» Written task 1: In the mailing-list post below about packaging XFce4, why did the writer start using blackbox? Answer in one to three sentences.
» Written task 2: Decide whether each statement agrees with the mailing-list post below about packaging XFce4. Give yes or no for each, along with the deciding words from the post quoted exactly. (a) Martti Kuparinen maintains the XFce3 package in NetBSD. (b) The writer added a panel using ROX to the blackbox desktop. (c) Running xfwm3 without the panel did not require the panel to be installed.
» Written task 3: Continue the mailing-list post below about packaging XFce4 from the point where it stops.

Packaging xfwm/ce4; WAS Re: How to create a package

Matthew Weier OPhinney matthew-lists at weierophinney.net
Mon Jun 2 15:28:29 CEST 2003


-- Martti Kuparinen <martti.kuparinen at iki.fi> wrote
(on Monday, 02 June 2003, 02:30 PM +0300):
> I'm maintaining the XFce3 package in NetBSD and I recently started to look at 
> the new XFce4 stuff.
> 
> Before I start creating the packages I'd like to know if you guys are going to 
> bundle everything into one piece before the official 4.0 release? In other 
> words, can I perform a single configure/make in the top-level directory (like 
> in 3.8.18) or do I still have to perform several configures/makes in module 
> directories in certain order?
> 
> What I like to have is a single package called xfce and that would contain the 
> complete system. However, right now I think I have to create separate 
> packages for each libxfce* modules...

There seems to be a lot of clammoring for a single xfce package with the
complete system. I'd like to weigh in for a different vantage point.

Until recently, I was a blackbox user. I like blackbox. It has an
incredibly small footprint, nothing to clutter up the screen except what
you *choose* to put there, and it's clean. If you play around with it
enough, it can even be quite pretty.

Add to blackbox ROX-Filer with a pinboard, and you've got a very nice
minimalist desktop, complete with icons. If you want, you can even add a
panel using ROX (I didn't, 'cause I feel it's too thick and you can't change the
default icon size for it easily), or add gkrellm for a bunch of
functionality that's easily themed.

Why am I talking about blackbox on an xfce list? Because I started using
blackbox when I felt xfce3 was too big for my needs. I didn't *need* a
panel, I didn't *need* desktop icons. Sure, I could run xfwm3 without
the panel, but I still needed to have the panel installed to do this,
which meant that while xfwm3 didn't take much memory footprint, it still
took a bit of a storage footprint, more than it needed by itself.

» Raw records:
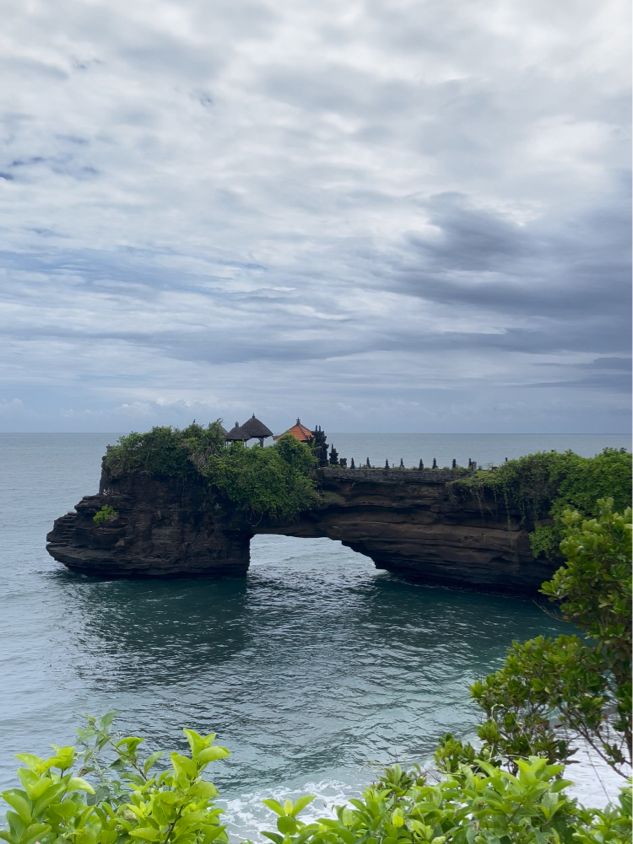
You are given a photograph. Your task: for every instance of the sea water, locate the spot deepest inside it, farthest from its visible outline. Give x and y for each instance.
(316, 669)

* * *

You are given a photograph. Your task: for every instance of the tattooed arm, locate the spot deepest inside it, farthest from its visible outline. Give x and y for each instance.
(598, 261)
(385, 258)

» Exercise output 1: The writer felt xfce3 was too big for their needs, since they did not need a panel or desktop icons. Although xfwm3 could run without the panel, the panel still had to be installed, so xfwm3 took more storage than it needed by itself.

» Exercise output 2:
(a) Yes: "I'm maintaining the XFce3 package in NetBSD"
(b) No: "I didn't, 'cause I feel it's too thick and you can't change the default icon size for it easily"
(c) No: "I still needed to have the panel installed to do this"

» Exercise output 3:
The beauty of having xfce4 split into different packages is that you
don't need to install the entire desktop. When I first started trying it
out six weeks ago, I installed *just* the stuff necessary to get xfwm4
running. I have since added the panel and taskbar to that configuration,
and I'm *very* satisfied. I still use ROX-Filer for my pinboard and
backdrop; I like that file manager, and I have a lot of utilities built
around its functionality at this point.

So I *don't* have xffm, xfdesktop, or most of the extras installed. And
I like the fact that I have that *choice*.

The only thing I would see changing in the packaging structure at this
point is (1) to group the libraries into a single package, and (2) to
put xfce4 and xfce-utils in a package together. 

As to (1), since xfwm4 and xfce4 are dependent on libxfceutil,
libxfcegui, libxfcemcs, and xfce-mcs-manager, I'd suggest packaging this
as 'xfce4-base' or 'xfce4-common'; I would also suggest placing the
'xfce-mcs-plugins' in that package, as they're pretty basic to how
xfwm/ce4 work. My reasoning regarding (2) is that the description of
xfce-utils on the website even says that the panel expects them to be
installed. 

This would simplify installation, while still retaining the element of
user choice. Choice is, of course, why we all use OSS, right? ;-)

I hope that those making binaries for the various distros will also keep
this in mind as they package it all up; just because a person is using a
particular distribution does *not* mean that they necessarily want that
distro's maintainers to make their choices for them.

Just my opinion, of course.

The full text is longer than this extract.